BEGIN PASSAGE SHOWN
CASE STUDY

Treatment of RVO With Intravitreal Macugen

JOHN A. WELLS, III, MD

Retinal vein occlusions (RVOs) are the most common retinal vascular disease encountered in daily clinical practice except for diabetic retinopathy.¹ Branch retinal vein occlusions (BRVOs) and central retinal vein occlusions (CRVOs) share common risk factors but are believed to have slightly different pathogenetic mechanisms leading to venous obstruction. Both conditions are more common in patients over 50 and are associated with systemic vascular diseases, such as diabetes mellitus, hypertension, and cardiovascular disease in 50% to 70% of cases.^1,2

In BRVO, the venous thrombosis occurs at the point of arteriovenous crossing and is believed to be due to mechanical constriction of the vein by arteriosclerosis within a confined space, the common adventitial sheath.² In CRVO, the venous thrombosis occurs within the central retinal vein at the lamina cribrosa of the optic nerve head.³ Despite these different mechanisms, both BRVO and CRVO cause visual loss primarily because of associated cystoid macular edema (CME). Other causes of visual loss, such as vitreous hemorrhage, neovascular glaucoma, retinal detachment, and optic atrophy, are less common and are generally associated with more severe obstruction and retinal ischemia.
END PASSAGE SHOWN
BEGIN SUPPLIED INFORMATION
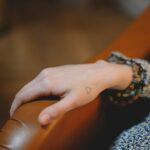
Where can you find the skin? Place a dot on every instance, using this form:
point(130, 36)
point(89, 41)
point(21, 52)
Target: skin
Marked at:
point(77, 85)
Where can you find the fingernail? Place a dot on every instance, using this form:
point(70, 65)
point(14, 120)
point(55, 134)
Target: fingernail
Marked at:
point(45, 119)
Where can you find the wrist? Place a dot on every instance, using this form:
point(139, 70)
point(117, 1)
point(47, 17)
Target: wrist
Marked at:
point(115, 76)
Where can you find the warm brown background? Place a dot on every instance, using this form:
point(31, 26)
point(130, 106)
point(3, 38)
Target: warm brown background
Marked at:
point(49, 33)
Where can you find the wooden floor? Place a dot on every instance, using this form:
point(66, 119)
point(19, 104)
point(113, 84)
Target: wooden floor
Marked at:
point(41, 36)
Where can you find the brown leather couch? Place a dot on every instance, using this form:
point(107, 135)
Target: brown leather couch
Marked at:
point(93, 126)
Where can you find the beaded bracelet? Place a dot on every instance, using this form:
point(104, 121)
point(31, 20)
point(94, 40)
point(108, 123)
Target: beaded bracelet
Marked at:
point(140, 85)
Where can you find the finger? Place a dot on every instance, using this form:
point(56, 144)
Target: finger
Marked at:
point(30, 93)
point(32, 83)
point(58, 109)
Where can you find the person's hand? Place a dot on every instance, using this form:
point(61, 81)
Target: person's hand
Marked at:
point(77, 85)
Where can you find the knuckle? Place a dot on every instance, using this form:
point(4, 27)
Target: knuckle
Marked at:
point(54, 113)
point(45, 72)
point(46, 83)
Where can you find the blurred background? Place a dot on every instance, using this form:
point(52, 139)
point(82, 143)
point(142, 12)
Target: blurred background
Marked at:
point(35, 34)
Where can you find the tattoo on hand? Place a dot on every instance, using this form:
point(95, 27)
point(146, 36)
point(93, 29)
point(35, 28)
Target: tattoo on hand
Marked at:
point(88, 90)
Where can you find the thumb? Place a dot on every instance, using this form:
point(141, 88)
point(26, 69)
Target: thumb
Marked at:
point(58, 109)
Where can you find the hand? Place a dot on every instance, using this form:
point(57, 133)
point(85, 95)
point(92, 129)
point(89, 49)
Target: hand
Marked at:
point(77, 85)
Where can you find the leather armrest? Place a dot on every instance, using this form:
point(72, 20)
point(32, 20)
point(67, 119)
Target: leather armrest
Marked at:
END SUPPLIED INFORMATION
WORK INSTRUCTIONS
Write the next part of the case study on treating retinal vein occlusion with Macugen, starting after its last sentence. The data has no connection to the retinal vein occlusion case study.

EXERCISE RESULT
Macular grid laser treatment has been the mainstay of treatment of CME due to BRVO since the publication of the Branch Vein Occlusion Study (BVOS) in 1984. The BVOS demonstrated a clear benefit of grid laser treatment for eyes with vision of 20/40 or less secondary to macular edema from perfused BRVO.⁴ Unfortunately, the Central Vein Occlusion Study (CVOS) showed no benefit of macular grid laser treatment on CME due to CRVO.⁵ Additionally, not all BRVO eyes are good candidates for laser because it cannot be applied in eyes with dense intraretinal hemorrhage, and eyes with severe macular ischemia may actually do better without treatment. Accordingly, investigators have looked at other approaches to treat CME due to BRVO and CRVO, including laser-induced chorioretinal anastamosis, radial optic neurotomy, arteriovenous sheathotomy, and therapy with intravitreal steroids or anti-vascular endothelial growth factor (VEGF) agents such as pegaptanib sodium (Macugen, Eyetech/Pfizer), ranibizumab (Lucentis, Genentech), or bevacizumab (Avastin, Genentech).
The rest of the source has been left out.